» Stated problem: Rewrite the data below, putting "occurrence" in place of "instance" everywhere it appears and leaving everything else as it is.

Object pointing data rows
_____

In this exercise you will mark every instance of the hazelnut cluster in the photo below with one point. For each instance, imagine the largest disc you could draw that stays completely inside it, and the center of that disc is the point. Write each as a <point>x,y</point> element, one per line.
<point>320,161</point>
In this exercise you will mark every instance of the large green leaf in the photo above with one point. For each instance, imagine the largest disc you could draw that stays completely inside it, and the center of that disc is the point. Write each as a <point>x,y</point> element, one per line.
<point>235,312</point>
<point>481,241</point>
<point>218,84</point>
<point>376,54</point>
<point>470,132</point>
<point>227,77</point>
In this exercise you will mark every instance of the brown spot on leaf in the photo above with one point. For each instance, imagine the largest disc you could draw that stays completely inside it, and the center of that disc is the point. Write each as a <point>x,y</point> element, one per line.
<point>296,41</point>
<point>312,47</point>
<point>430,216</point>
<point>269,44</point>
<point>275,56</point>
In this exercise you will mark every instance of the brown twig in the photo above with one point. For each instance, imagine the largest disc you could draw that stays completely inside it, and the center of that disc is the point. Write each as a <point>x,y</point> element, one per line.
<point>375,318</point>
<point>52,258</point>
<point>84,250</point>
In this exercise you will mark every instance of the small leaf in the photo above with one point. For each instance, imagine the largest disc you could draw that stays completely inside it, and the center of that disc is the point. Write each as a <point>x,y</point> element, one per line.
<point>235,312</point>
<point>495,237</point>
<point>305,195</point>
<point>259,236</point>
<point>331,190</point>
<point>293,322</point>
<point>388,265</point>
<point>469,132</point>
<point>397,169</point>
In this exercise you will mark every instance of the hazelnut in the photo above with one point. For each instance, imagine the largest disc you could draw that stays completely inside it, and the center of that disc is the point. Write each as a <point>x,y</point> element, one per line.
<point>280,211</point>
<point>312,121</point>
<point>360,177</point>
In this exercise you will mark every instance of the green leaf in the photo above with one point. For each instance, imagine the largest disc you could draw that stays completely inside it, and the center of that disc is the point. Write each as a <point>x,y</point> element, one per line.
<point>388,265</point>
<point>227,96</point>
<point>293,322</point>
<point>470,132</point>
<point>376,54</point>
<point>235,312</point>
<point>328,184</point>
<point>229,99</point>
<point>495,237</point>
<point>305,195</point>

_____

» Complete output:
In this exercise you will mark every occurrence of the hazelnut cluster in the photo below with one point. For each occurrence, imagine the largest disc you could draw that stays completely inside it, and the center of that disc is the point. Write each as a <point>x,y</point> element, one per line.
<point>320,161</point>
In this exercise you will mark every occurrence of the large green leaf in the photo above with one point. For each occurrence, imagine the largest disc you could draw that stays completely inside it, and the center of that disc is the point. Write each as a <point>x,y</point> element, one per line.
<point>235,312</point>
<point>481,241</point>
<point>218,84</point>
<point>376,54</point>
<point>470,132</point>
<point>227,77</point>
In this exercise you will mark every occurrence of the brown spot on leaf in the photo above with one point. For each occurrence, imagine the largest disc you could draw that stays completely inside it, and the center of that disc is the point. Write each as a <point>x,y</point> element, one per line.
<point>296,41</point>
<point>312,47</point>
<point>430,216</point>
<point>269,44</point>
<point>275,56</point>
In this exercise you will mark every occurrence of the brown twig in the photo above with one point. For each occurrence, imagine the largest disc you could draw that stays completely inside it, and the center of that disc is the point. Write each as a <point>x,y</point> element, one per line.
<point>375,318</point>
<point>52,258</point>
<point>84,250</point>
In this exercise you will mark every occurrence of the small leaf in the photo above with one point. For each occurrence, imagine the largest disc you could draw that stays completely inside it, and the center of that disc is the point. Write each as a <point>x,y</point> element, one per line.
<point>235,312</point>
<point>495,237</point>
<point>305,195</point>
<point>259,236</point>
<point>331,190</point>
<point>293,322</point>
<point>388,265</point>
<point>469,132</point>
<point>397,169</point>
In this exercise you will mark every occurrence of the hazelnut in the photo above with one point. For each occurrence, imagine the largest disc you could draw that stays completely inside it, and the center of that disc is the point. Write each as a <point>x,y</point> element, one per line.
<point>280,211</point>
<point>312,121</point>
<point>360,177</point>
In this exercise you will mark every occurrence of the green leaf in the photo above with one point. For each occurrence, imagine the largest disc you could draw that stays completely inside it, and the center of that disc is the point. Write each as a <point>x,y</point> element, one per line.
<point>388,265</point>
<point>227,96</point>
<point>293,322</point>
<point>470,132</point>
<point>376,54</point>
<point>235,312</point>
<point>328,184</point>
<point>229,99</point>
<point>495,237</point>
<point>305,195</point>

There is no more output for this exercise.